Task instructions:
Copy every line in the records below that contains the word "crane".

Source information:
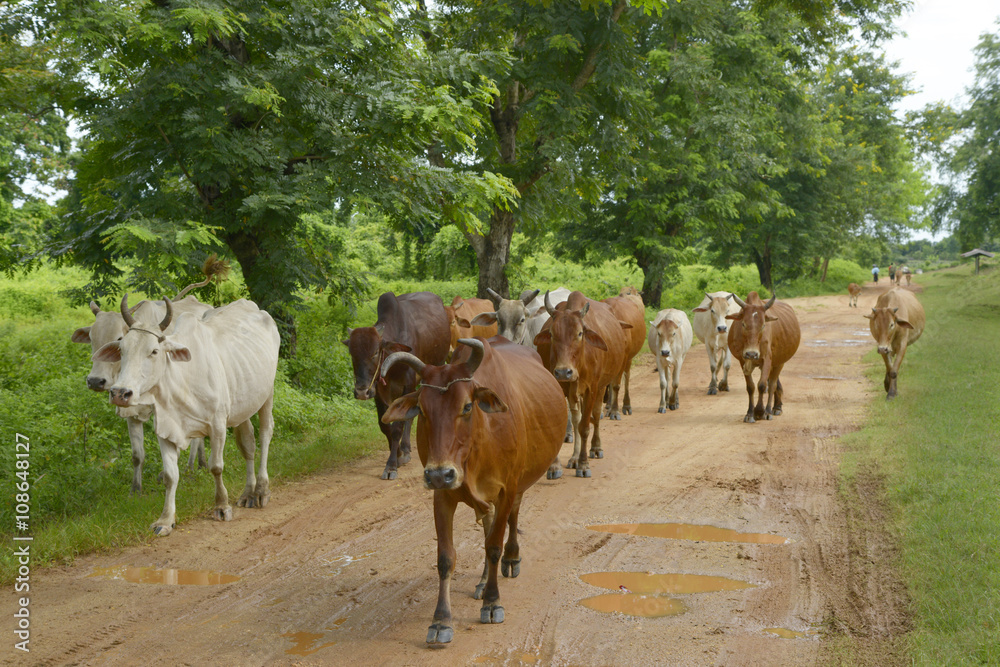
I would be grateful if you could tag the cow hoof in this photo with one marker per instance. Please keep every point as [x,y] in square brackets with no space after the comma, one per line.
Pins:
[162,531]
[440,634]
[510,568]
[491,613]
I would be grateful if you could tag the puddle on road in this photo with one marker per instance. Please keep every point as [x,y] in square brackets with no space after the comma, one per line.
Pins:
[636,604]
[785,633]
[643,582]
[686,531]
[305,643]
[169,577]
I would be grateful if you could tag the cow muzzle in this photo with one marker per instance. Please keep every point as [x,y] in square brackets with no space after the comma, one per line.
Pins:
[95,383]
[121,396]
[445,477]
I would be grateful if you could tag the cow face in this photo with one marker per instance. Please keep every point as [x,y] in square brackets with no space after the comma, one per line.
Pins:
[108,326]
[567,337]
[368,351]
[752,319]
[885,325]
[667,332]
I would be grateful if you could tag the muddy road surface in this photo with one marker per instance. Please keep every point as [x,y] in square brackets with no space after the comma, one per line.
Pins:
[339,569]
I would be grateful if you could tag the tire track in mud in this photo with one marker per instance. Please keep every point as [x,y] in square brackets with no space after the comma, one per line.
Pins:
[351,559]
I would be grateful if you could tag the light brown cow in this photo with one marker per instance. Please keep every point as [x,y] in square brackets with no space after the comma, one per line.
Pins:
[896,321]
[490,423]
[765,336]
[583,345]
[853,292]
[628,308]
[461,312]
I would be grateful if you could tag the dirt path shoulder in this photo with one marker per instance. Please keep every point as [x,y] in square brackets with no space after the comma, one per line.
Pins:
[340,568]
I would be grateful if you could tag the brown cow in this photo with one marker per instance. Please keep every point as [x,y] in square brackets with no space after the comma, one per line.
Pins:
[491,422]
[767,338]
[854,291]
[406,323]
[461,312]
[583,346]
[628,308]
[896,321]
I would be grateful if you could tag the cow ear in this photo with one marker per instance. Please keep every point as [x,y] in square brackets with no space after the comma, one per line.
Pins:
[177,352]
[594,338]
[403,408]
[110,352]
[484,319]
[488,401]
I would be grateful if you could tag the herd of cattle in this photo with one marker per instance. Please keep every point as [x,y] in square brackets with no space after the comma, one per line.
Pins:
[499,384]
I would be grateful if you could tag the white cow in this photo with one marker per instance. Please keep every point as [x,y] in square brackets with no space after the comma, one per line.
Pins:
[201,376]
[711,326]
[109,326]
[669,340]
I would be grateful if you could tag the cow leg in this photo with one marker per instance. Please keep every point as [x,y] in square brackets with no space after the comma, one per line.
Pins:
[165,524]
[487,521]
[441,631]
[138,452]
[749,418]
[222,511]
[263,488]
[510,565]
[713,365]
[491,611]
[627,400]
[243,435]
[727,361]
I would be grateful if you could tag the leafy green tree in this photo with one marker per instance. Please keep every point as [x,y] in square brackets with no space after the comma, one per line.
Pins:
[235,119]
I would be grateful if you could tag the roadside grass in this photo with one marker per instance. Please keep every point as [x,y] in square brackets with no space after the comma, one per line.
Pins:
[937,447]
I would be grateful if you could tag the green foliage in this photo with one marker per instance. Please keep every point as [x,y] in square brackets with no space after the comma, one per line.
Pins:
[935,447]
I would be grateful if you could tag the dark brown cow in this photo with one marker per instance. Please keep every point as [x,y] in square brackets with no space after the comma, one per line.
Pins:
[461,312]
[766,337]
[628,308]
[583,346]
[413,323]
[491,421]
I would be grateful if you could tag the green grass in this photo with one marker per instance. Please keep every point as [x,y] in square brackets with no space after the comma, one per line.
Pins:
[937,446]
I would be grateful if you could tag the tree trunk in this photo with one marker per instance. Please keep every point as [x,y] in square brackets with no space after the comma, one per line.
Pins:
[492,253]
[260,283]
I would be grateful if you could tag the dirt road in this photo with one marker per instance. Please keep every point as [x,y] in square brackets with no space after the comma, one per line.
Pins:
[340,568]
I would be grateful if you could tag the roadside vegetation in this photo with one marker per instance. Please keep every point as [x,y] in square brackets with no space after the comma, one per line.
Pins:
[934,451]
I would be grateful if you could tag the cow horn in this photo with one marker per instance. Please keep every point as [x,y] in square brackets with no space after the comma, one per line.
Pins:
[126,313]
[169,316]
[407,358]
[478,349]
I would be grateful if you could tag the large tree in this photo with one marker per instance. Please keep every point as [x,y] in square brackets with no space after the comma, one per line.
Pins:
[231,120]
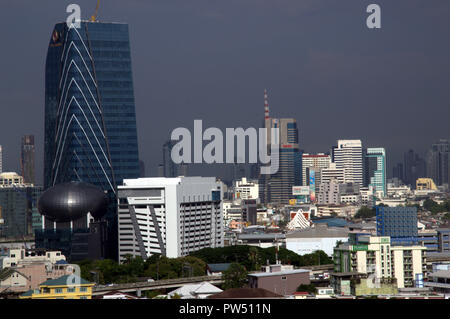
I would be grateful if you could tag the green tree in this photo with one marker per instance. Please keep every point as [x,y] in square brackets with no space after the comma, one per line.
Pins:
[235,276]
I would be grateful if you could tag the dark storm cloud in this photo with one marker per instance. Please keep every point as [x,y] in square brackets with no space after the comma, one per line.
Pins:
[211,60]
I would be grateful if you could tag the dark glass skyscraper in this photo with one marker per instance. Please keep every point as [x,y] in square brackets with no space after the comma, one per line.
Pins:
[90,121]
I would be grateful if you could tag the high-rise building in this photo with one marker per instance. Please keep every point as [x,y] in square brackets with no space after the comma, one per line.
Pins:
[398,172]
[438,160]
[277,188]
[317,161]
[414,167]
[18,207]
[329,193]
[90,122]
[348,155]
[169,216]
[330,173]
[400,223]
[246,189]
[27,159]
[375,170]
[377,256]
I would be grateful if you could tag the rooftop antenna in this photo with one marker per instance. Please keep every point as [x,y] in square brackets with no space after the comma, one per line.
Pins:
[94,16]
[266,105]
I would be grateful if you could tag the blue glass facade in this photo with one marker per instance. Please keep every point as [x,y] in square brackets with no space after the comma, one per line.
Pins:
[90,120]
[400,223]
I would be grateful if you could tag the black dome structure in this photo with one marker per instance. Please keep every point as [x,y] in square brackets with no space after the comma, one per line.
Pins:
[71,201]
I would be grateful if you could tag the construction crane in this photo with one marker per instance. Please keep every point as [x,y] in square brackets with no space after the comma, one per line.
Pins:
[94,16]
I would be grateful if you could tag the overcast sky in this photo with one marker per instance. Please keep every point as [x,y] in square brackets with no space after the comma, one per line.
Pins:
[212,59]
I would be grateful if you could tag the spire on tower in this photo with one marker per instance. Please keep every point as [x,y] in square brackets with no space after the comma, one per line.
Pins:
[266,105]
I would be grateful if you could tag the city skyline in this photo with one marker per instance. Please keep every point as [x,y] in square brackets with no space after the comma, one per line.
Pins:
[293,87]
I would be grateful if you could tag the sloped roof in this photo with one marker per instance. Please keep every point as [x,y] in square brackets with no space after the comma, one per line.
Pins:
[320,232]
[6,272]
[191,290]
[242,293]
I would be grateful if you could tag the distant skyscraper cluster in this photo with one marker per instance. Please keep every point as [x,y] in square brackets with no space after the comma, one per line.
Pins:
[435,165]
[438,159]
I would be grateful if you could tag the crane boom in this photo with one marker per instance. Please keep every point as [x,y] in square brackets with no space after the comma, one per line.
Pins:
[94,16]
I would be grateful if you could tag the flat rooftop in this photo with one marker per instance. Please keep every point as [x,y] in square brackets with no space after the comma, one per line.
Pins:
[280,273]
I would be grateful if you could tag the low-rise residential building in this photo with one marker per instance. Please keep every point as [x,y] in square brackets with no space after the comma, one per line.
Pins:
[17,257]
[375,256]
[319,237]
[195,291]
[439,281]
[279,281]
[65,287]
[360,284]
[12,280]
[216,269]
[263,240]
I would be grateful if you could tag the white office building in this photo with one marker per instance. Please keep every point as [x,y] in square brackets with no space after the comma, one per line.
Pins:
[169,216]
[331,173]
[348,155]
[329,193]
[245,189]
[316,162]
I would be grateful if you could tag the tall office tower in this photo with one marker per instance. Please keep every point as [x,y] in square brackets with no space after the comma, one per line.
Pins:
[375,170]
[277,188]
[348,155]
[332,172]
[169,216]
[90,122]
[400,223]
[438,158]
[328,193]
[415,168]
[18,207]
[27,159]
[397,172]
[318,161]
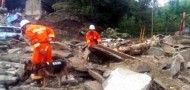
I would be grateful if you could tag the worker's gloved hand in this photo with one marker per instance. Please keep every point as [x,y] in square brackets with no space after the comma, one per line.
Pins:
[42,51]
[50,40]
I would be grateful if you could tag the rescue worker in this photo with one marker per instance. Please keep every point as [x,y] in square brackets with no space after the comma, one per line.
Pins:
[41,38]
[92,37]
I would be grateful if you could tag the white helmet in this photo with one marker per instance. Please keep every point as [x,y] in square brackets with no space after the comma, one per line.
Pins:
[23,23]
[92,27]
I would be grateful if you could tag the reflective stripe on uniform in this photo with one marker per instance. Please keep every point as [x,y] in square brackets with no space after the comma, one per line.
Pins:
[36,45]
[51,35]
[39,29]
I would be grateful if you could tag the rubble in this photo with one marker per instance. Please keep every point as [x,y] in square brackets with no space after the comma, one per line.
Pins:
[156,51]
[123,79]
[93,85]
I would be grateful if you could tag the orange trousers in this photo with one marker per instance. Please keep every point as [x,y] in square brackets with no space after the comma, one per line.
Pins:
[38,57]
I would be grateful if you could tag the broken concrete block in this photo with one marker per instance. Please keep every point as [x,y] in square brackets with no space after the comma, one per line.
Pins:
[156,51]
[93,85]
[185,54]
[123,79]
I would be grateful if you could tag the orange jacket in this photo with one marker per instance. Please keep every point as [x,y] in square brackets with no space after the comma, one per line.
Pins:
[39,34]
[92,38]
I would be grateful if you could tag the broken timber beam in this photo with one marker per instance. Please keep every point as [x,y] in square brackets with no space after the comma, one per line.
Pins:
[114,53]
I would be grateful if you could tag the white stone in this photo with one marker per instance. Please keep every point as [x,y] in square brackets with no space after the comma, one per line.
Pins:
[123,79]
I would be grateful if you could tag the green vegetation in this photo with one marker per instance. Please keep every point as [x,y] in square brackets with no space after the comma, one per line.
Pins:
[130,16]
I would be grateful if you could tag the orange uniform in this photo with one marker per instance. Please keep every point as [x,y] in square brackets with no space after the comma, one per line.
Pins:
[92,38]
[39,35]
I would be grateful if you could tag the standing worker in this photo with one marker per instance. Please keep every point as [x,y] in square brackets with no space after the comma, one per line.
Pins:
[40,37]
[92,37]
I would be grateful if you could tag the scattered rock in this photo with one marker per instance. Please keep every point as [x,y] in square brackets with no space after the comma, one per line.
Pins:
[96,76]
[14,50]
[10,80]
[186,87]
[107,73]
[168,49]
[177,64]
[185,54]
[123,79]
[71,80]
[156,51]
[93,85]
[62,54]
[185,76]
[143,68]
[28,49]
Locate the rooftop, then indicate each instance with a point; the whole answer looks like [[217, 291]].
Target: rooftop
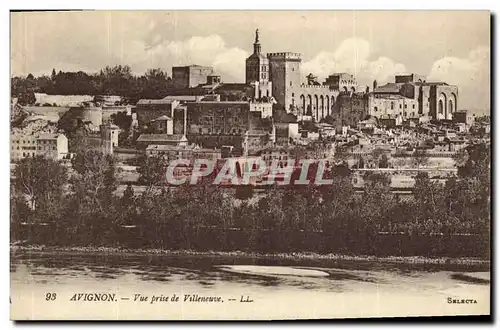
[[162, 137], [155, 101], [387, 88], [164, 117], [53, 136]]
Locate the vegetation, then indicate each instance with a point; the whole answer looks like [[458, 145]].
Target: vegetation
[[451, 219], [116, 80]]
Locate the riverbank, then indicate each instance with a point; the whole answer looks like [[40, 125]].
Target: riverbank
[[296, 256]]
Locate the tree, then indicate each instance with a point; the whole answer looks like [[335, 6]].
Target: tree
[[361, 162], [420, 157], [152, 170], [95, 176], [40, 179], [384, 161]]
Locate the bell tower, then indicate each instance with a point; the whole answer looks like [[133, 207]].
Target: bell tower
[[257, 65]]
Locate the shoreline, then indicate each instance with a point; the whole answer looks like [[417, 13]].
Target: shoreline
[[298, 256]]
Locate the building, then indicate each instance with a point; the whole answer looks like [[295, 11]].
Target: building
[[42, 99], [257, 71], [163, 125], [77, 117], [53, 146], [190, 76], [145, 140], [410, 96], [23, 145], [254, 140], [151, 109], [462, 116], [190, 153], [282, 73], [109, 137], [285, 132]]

Result of the task:
I would be grateful if you could tag the construction crane in this photo with one marker per instance. Please keep every point as [x,y] in square brackets with no space after the comma, one per line.
I would be grateful if you could tag the crane boom in this photo with one marker per instance. Please keep every point as [x,y] in square brackets with no space after the comma, one per line.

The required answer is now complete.